• What the task asks
Reproduce all of the records below verbatim, line for line.

BEGIN Dataset records

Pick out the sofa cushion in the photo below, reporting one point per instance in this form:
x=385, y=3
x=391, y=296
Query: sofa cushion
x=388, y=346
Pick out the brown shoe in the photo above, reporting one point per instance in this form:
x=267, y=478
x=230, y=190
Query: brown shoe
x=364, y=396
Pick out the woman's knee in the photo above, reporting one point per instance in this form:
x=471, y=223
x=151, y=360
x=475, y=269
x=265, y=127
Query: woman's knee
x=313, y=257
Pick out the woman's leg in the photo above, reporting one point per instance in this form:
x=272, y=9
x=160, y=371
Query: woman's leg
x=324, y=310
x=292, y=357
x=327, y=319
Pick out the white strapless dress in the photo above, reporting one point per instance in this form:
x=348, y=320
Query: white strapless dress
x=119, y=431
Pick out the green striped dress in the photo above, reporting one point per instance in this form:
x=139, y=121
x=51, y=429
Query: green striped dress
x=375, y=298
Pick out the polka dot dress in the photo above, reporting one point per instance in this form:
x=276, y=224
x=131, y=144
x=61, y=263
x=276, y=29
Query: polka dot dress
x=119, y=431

END Dataset records

• Answer in full
Pick out the sofa cushion in the photo below, reporting one point per instance in this form:
x=385, y=3
x=391, y=296
Query: sofa cushion
x=388, y=346
Pick out the brown shoe in the photo above, reporting one point per instance in this form:
x=267, y=478
x=230, y=190
Query: brown shoe
x=364, y=396
Pick out the woman's knee in the photo above, reporting one point per instance in this form:
x=471, y=223
x=151, y=360
x=475, y=269
x=265, y=127
Query: woman's knee
x=313, y=257
Pick out the woman's leg in the photo above, reporting one point per instance in this form:
x=272, y=9
x=160, y=371
Query: woman's leg
x=324, y=310
x=292, y=357
x=327, y=319
Pick out the white strapless dress in the photo above, reporting one point per instance in this form:
x=348, y=320
Query: white strapless dress
x=119, y=431
Pick out the green striped dress in the photo above, reporting one point per instance in this form:
x=139, y=121
x=51, y=429
Query: green striped dress
x=375, y=298
Pick out the polka dot dress in the photo above, reporting one point per instance in this form:
x=276, y=224
x=131, y=144
x=61, y=263
x=276, y=29
Query: polka dot dress
x=119, y=431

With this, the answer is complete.